▸ **TEXT**:
Saudi Arabia's $100 billion AI and semi-chip fund says it will divest from China if the US asks
Investment1 min read
  • Saudi AI firm Alat would divest from China if the US requests it, CEO Amit Midha told Bloomberg.
  • Saudi Arabia has been pouring billions into AI and semiconductor initiatives in an attempt to become a major hub.

A new state-backed Saudi Arabian fund centered on semiconductor and AI technology has guaranteed that it would divest from China if Washington requests it.

"US is the number one market, US is the number one partner, and we hope we can partner more deeply," Alat CEO Amit Midha told Bloomberg during the Milken Institute Global Conference.

The firm, financed by a $100 billion capital injection from Saudi Arabia's Public Investment Fund, would have no problems pulling back from Beijing when asked:

"So far, the requests have been to keep manufacturing and supply chains completely separate, but if the partnerships with China would become a problem for the US, we will divest," Midha said.

According to Bloomberg, the US has been in talks with the kingdom to ensure its massive AI buildout doesn't bolster China's own efforts in the sector, as competition heats up between Washington and Beijing. Officials have long portrayed China's access to AI and semiconductor technology as a national security threat.

(Records)
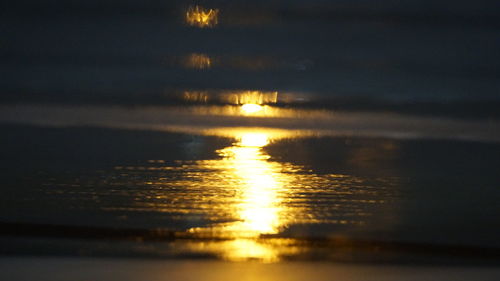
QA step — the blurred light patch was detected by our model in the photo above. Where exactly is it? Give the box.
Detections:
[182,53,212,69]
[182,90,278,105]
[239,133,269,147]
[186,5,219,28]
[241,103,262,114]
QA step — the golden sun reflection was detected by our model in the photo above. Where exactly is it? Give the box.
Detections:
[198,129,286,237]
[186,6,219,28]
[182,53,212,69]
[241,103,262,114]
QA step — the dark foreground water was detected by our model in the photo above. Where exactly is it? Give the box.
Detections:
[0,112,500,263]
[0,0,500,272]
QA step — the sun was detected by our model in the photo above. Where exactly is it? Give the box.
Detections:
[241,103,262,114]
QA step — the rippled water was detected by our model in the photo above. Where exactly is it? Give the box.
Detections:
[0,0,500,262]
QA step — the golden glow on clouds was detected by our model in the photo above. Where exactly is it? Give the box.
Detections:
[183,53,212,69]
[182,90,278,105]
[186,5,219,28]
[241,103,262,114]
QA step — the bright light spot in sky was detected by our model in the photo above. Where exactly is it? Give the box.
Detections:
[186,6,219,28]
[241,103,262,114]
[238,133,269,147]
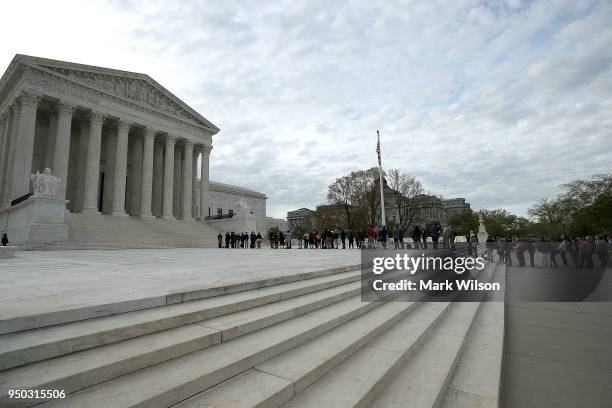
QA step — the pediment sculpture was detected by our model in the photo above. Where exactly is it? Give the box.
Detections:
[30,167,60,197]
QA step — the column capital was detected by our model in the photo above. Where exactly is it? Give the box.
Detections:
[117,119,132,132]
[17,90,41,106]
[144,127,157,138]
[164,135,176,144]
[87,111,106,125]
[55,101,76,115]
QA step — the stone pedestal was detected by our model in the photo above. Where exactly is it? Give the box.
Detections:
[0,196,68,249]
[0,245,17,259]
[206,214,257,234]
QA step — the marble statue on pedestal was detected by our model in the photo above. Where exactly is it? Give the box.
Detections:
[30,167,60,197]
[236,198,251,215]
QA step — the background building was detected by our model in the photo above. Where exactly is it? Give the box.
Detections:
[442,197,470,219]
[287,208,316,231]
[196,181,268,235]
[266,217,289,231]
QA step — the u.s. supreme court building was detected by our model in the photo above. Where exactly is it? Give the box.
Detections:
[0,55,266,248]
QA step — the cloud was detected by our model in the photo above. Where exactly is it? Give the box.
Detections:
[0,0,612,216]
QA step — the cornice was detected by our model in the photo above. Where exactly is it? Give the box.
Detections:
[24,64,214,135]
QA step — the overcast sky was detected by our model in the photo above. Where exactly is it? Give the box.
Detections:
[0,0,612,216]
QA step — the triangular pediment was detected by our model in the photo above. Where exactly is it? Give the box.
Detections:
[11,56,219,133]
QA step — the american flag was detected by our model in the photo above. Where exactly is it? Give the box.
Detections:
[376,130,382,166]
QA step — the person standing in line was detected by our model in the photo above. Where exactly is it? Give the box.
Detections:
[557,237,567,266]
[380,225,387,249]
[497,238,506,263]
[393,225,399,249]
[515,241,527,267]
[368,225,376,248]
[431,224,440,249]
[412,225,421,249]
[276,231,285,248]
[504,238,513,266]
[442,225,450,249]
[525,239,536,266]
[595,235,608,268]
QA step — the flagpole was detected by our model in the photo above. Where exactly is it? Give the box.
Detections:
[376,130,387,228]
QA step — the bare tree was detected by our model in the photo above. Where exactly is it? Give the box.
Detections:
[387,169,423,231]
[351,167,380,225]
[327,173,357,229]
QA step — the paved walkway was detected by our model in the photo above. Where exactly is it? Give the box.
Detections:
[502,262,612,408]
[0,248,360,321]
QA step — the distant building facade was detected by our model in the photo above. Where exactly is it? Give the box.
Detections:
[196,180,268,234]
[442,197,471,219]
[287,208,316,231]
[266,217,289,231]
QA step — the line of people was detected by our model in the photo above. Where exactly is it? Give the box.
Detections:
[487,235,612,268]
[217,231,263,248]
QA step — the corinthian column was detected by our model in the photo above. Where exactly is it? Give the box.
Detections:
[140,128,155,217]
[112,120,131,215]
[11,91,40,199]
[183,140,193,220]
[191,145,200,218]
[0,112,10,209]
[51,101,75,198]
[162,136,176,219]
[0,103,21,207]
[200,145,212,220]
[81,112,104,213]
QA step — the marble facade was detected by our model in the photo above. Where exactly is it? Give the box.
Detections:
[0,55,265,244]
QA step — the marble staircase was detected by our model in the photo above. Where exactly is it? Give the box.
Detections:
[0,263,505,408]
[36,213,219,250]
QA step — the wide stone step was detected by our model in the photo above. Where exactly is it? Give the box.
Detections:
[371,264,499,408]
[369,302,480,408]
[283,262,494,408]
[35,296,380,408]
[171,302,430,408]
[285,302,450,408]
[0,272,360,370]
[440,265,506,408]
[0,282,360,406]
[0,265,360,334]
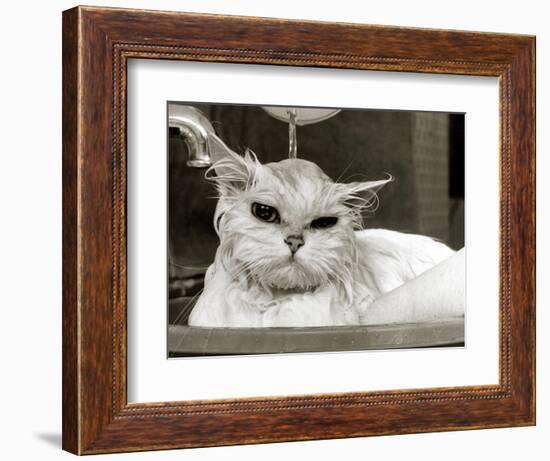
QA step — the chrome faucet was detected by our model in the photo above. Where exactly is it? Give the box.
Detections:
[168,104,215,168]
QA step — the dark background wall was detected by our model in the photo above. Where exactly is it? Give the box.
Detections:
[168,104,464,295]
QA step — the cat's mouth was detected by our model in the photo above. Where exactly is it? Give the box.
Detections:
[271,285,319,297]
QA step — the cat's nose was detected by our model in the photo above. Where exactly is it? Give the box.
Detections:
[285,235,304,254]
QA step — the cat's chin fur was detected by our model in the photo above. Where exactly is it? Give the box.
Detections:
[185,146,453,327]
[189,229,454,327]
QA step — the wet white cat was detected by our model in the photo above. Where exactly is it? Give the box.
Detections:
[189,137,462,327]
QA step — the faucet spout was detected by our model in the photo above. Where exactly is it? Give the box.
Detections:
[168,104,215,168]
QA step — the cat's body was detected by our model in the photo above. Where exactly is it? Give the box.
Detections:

▸ **WORK INSTRUCTIONS**:
1) Answer these questions using the article on Saudi Arabia's AI fund.
(a) Who is the CEO of Alat?
(b) Which body provided the $100 billion capital injection that finances the firm?
(c) At what event did the CEO speak with Bloomberg?
2) Duplicate the stretch of the article on Saudi Arabia's AI fund from "Saudi Arabia's $100" through "Midha told Bloomberg.".

▸ **SOLUTIONS IN ORDER**:
1)
(a) Amit Midha
(b) Saudi Arabia's Public Investment Fund
(c) The Milken Institute Global Conference

2)
Saudi Arabia's $100 billion AI and semi-chip fund says it will divest from China if the US asks
Investment1 min read
  • Saudi AI firm Alat would divest from China if the US requests it, CEO Amit Midha told Bloomberg.